Each entry must be reproduced precisely as it stands.

>> begin

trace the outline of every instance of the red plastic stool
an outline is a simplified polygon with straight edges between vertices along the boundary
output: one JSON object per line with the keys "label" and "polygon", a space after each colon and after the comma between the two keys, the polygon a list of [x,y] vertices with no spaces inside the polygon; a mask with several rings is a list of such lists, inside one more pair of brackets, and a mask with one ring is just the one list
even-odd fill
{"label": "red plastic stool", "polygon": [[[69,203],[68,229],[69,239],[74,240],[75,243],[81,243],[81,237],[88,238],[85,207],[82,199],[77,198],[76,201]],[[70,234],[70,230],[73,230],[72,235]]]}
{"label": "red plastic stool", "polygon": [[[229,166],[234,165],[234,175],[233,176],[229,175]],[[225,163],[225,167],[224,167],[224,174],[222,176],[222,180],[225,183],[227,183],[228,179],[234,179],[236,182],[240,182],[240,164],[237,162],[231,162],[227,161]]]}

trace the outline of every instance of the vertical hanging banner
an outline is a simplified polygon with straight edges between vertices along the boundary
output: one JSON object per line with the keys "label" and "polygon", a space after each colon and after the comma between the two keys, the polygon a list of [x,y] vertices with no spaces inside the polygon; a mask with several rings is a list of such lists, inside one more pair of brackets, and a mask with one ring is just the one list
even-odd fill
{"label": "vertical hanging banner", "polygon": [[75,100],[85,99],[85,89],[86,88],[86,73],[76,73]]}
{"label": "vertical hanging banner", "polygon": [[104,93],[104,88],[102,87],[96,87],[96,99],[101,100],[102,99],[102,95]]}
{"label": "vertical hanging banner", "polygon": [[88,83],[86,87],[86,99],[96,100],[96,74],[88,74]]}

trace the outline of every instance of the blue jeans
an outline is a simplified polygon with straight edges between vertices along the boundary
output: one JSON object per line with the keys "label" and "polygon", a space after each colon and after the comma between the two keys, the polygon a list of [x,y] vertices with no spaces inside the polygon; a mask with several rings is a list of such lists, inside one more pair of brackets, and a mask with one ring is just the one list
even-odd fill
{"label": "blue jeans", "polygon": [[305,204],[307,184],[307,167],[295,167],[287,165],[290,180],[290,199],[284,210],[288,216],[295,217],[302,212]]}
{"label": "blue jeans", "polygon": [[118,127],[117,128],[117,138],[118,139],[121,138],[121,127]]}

>> end

■ Output of the exercise
trace the outline of every instance of the red plastic stool
an outline is a simplified polygon with straight edges between vertices along the boundary
output: one JSON object per line with the keys "label" and "polygon", a space after each colon and after the comma between the two keys, the polygon a list of [x,y] vertices with no spaces inside the polygon; a mask with several rings is a list of such lists, inside one more pair of brackets, and a mask with one ring is just the one list
even-odd fill
{"label": "red plastic stool", "polygon": [[[69,203],[68,229],[69,239],[74,240],[75,243],[81,243],[81,237],[88,238],[85,207],[82,199],[77,198],[76,201]],[[70,234],[70,230],[73,230],[72,235]]]}
{"label": "red plastic stool", "polygon": [[[229,166],[234,165],[234,175],[233,176],[229,175]],[[225,163],[225,167],[224,167],[224,174],[222,176],[222,180],[225,183],[227,183],[228,179],[234,179],[236,182],[240,182],[240,164],[237,162],[231,162],[227,161]]]}

trace the outline of every instance of the vertical hanging banner
an outline is a simplified polygon with straight edges between vertices along the boundary
output: one JSON object per line with the keys "label" and "polygon", a space after each colon and after the comma between the two keys, the polygon a list of [x,y] vertices with no spaces inside the polygon; a mask with several rings is a list of such lists, inside one more pair of brackets, and a mask with one ring is just the one list
even-odd fill
{"label": "vertical hanging banner", "polygon": [[75,100],[85,99],[85,89],[86,88],[86,73],[76,73]]}
{"label": "vertical hanging banner", "polygon": [[104,93],[104,88],[102,87],[96,87],[96,99],[101,100],[102,99],[102,95]]}
{"label": "vertical hanging banner", "polygon": [[88,83],[86,87],[86,99],[96,100],[96,74],[88,74]]}

trace the outline of every instance of the blue jeans
an outline is a simplified polygon with straight edges between vertices along the boundary
output: one JSON object per line with the keys "label" and "polygon", a space after each colon and after the comma between the two keys, the polygon a list of [x,y] vertices with no spaces inside the polygon; a mask with several rings is a list of such lists, inside one more pair of brackets, and a mask with one ring is just the one list
even-odd fill
{"label": "blue jeans", "polygon": [[305,204],[307,184],[307,167],[295,167],[287,165],[290,180],[290,199],[284,210],[288,216],[295,217],[302,212]]}
{"label": "blue jeans", "polygon": [[118,127],[117,128],[117,138],[118,139],[121,138],[121,127]]}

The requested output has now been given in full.